### Instructions for the task
Report back every line of the entries that contains "asphalt", exactly as written.

### The data
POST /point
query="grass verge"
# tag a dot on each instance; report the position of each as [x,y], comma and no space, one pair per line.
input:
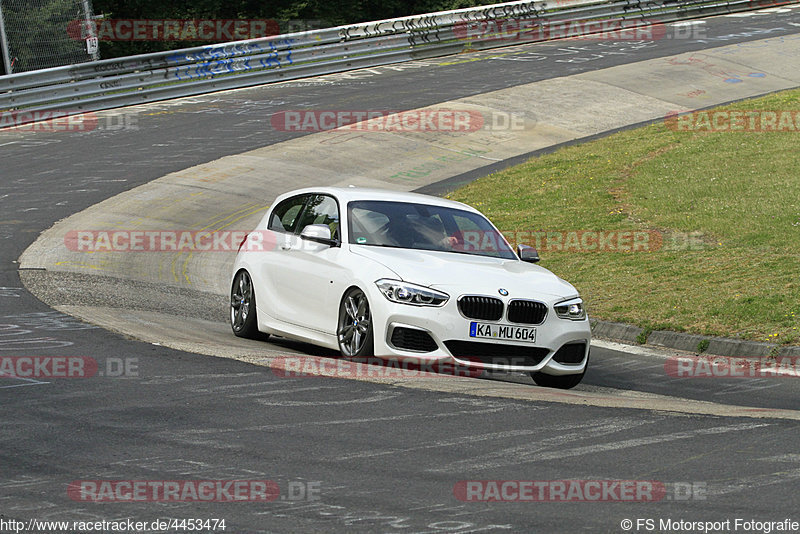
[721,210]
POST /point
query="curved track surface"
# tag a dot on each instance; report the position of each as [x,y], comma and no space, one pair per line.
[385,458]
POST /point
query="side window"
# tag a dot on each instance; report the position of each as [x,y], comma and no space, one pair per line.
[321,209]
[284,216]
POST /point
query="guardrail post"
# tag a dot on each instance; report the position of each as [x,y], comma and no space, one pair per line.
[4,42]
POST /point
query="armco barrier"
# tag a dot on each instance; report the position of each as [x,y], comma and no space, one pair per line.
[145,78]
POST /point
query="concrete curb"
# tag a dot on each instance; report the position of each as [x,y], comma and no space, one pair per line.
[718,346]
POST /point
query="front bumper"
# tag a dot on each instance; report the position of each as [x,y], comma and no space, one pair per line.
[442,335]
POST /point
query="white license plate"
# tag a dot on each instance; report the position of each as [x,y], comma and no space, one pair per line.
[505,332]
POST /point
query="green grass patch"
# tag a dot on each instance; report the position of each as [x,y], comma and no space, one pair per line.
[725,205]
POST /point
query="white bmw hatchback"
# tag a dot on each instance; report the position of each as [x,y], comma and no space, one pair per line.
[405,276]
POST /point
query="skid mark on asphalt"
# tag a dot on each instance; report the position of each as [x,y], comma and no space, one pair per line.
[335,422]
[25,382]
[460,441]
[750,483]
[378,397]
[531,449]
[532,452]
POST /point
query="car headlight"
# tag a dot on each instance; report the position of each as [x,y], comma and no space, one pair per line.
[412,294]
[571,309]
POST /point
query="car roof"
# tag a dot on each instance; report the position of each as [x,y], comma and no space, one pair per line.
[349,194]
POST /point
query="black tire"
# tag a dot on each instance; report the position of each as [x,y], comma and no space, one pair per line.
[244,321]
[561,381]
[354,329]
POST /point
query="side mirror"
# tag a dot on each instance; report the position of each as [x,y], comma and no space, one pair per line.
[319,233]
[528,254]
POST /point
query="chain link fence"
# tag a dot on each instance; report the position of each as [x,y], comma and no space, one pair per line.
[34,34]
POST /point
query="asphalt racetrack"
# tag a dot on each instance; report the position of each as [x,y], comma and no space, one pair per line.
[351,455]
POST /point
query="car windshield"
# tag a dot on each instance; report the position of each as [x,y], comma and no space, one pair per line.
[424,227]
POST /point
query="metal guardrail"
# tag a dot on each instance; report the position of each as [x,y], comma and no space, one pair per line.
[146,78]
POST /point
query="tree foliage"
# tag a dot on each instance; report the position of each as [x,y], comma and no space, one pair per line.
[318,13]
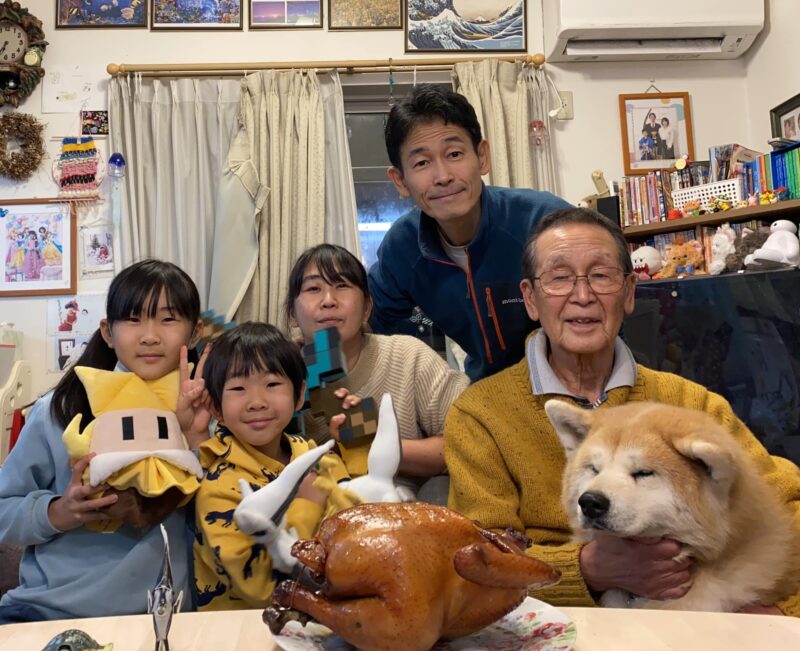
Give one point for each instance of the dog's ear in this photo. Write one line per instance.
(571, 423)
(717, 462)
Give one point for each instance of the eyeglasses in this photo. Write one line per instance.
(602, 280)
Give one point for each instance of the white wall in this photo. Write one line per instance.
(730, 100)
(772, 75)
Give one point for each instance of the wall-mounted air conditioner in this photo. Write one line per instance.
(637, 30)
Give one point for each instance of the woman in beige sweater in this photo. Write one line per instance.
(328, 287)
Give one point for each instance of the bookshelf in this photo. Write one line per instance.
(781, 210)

### Task solution
query="skid mark on asphalt"
query="asphalt racetrack"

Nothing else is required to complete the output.